:: SHORT TASK ::
Copy each line exactly. Drop every picture.

:: INFORMATION SUPPLIED ::

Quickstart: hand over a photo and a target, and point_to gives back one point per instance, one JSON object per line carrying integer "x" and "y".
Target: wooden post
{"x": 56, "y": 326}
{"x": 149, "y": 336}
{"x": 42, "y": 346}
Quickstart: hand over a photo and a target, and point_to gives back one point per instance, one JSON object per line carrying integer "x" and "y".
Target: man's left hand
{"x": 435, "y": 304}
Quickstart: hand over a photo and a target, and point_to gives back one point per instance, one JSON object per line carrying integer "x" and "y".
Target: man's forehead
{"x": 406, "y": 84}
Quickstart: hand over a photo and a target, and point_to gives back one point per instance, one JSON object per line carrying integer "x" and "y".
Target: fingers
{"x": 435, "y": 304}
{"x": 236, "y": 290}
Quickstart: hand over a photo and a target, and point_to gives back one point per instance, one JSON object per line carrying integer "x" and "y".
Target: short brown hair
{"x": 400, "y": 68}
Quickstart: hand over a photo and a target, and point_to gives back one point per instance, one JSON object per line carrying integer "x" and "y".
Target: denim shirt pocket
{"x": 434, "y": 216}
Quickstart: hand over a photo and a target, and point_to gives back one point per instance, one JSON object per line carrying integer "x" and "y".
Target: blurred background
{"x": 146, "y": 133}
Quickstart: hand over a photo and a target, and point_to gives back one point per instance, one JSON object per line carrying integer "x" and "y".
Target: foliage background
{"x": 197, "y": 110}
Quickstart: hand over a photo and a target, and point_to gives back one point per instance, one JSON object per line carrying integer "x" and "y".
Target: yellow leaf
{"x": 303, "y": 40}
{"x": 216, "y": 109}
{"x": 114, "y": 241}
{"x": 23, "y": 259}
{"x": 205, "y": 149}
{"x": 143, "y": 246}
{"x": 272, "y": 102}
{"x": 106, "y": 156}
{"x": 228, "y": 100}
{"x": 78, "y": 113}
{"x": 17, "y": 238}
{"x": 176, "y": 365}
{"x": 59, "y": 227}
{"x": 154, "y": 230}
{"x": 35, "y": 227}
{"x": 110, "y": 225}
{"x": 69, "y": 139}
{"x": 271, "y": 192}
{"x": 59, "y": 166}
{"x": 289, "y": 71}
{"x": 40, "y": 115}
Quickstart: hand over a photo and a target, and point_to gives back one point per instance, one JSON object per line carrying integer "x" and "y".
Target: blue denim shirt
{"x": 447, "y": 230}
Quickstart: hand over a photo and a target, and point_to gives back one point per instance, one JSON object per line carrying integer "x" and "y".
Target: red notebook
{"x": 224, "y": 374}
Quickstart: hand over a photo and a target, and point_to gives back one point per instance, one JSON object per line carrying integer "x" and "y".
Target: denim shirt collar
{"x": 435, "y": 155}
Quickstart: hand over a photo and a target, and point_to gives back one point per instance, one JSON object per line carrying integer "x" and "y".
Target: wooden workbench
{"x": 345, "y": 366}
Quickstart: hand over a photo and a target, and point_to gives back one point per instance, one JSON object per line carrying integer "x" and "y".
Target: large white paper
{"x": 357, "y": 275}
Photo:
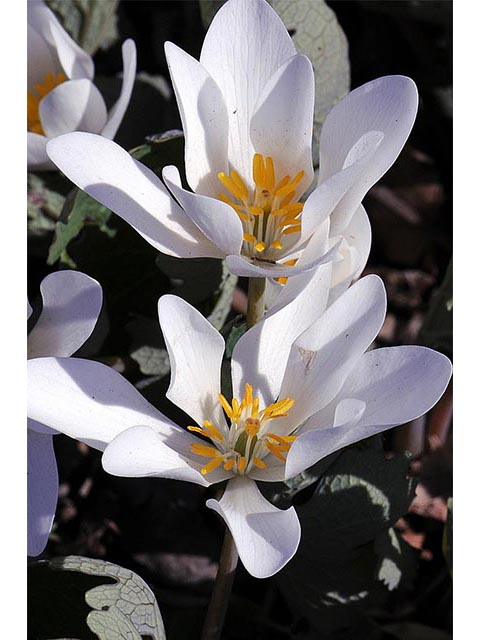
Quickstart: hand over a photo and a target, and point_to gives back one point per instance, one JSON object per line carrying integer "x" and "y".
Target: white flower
{"x": 71, "y": 304}
{"x": 247, "y": 114}
{"x": 303, "y": 386}
{"x": 61, "y": 96}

:: SOLUTION FOR THIS PROBLEM ::
Quickstart: hand over a photo and a target, and point_to gives back one point per instance, one JSON object per line carrying integer "x" and "y".
Target: wooden post
{"x": 56, "y": 326}
{"x": 149, "y": 336}
{"x": 42, "y": 346}
Quickstart: hand over a photo and a target, and point_to gives back one point per instance, one JSON object per line carrying integer "x" and "y".
Target: man's left hand
{"x": 435, "y": 304}
Quickstart: hand over a photo and a target, and point_to gives back one point per instance, one JSON object per line carrying integer "x" and "y".
Target: man's forehead
{"x": 406, "y": 84}
Quickstart: hand over a photo and a target, and point_to gives back one point per instance, one JSON object per line carrying integer "x" and "y".
Target: fingers
{"x": 435, "y": 304}
{"x": 236, "y": 290}
Quickstart: hand over a photo and a target, and point_to gives back one point per instance, one JSON object per line carrying integer "x" and "y".
Target: short brown hair
{"x": 400, "y": 68}
Quickstart: hand over a photo and a target, and point_to gives back one point per instance, one JSON object per line carrying integer "x" and "y".
Target: denim shirt pocket
{"x": 434, "y": 216}
Quickstart: hand over a photo and a target, and point_to gives back one point per instance, one JSON object per line carrying integer "x" and "y".
Target: blurred background
{"x": 146, "y": 133}
Quickstart: hand over a photo and a target, and point_to gives back one point per instance, one JSON object per line carrying integer "x" and "y".
Target: foliage background
{"x": 197, "y": 110}
Quickstart: hand over a photo and a target, and point_to gives back one point per instance, one JSON object per line carrying integer "x" and "y".
Target: yellow leaf
{"x": 303, "y": 40}
{"x": 216, "y": 109}
{"x": 114, "y": 241}
{"x": 23, "y": 259}
{"x": 205, "y": 149}
{"x": 143, "y": 246}
{"x": 272, "y": 102}
{"x": 106, "y": 156}
{"x": 228, "y": 100}
{"x": 78, "y": 113}
{"x": 17, "y": 238}
{"x": 176, "y": 365}
{"x": 59, "y": 227}
{"x": 154, "y": 230}
{"x": 35, "y": 227}
{"x": 110, "y": 225}
{"x": 69, "y": 139}
{"x": 271, "y": 192}
{"x": 59, "y": 166}
{"x": 289, "y": 71}
{"x": 40, "y": 115}
Quickstart: hand over a photo and a target, and point_to gives back one point per instance, one JSON object per line carrying integer "x" and "y".
Target: blue denim shirt
{"x": 447, "y": 230}
Quickstart: hand over a photo and a target, and point_to gives back one point per instance, one JSON object per line carrying integer "x" and "y".
Target: red notebook
{"x": 224, "y": 374}
Quickstart: hand over a photo and a target, and point_to gives back one point per instance, one JSON object per line carrying integer "x" and "y".
Target: denim shirt collar
{"x": 435, "y": 155}
Quickstart: hand over a photo and a target, and point_to gives back one point per instance, one JSON object per line carrying integer "x" and "y".
Target: wooden workbench
{"x": 345, "y": 366}
Quickstart: hand over a photo and a target, and point_to gives back one point per instance, one JSON object per line carrying integer "x" and "y".
Target: large white paper
{"x": 357, "y": 275}
Photo:
Quickstart: hand over a photo and a target, and point_to gives back one point per instance, one JSON object per line carrying integer "x" and "y".
Target: white flower
{"x": 71, "y": 304}
{"x": 247, "y": 114}
{"x": 303, "y": 386}
{"x": 61, "y": 96}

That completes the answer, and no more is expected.